Point localization data:
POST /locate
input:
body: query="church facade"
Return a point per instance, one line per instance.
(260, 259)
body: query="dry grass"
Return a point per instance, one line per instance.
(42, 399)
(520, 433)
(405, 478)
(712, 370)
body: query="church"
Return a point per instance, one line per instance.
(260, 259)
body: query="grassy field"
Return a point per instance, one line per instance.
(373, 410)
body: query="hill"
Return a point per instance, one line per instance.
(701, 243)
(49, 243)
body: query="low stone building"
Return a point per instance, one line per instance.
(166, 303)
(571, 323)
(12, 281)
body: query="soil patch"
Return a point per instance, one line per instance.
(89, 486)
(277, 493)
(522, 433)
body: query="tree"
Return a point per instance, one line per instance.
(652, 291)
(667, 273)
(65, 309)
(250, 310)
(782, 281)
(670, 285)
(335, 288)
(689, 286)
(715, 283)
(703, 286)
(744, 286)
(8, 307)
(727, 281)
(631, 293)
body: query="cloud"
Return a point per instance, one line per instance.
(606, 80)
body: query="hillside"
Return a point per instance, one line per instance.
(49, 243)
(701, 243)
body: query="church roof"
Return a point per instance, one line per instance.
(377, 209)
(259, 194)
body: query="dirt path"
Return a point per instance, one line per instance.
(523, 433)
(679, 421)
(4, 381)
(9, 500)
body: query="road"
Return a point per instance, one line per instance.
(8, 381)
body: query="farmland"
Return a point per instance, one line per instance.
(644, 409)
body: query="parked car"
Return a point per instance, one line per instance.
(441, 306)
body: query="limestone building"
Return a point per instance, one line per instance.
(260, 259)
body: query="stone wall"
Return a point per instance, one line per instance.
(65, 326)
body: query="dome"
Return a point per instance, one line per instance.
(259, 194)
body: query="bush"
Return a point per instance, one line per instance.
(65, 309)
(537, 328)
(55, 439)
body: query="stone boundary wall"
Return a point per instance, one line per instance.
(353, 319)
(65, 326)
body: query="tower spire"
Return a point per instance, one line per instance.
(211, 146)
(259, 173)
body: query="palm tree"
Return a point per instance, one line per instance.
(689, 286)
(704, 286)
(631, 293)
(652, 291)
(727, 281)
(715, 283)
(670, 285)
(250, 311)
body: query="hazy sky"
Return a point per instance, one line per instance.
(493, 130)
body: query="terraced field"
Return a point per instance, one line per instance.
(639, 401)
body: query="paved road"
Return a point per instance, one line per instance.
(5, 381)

EXERCISE DESCRIPTION: Show every line above in which the word "church" is found.

COMPLETED TASK:
body: query="church facade"
body: query="church"
body: query="church roof"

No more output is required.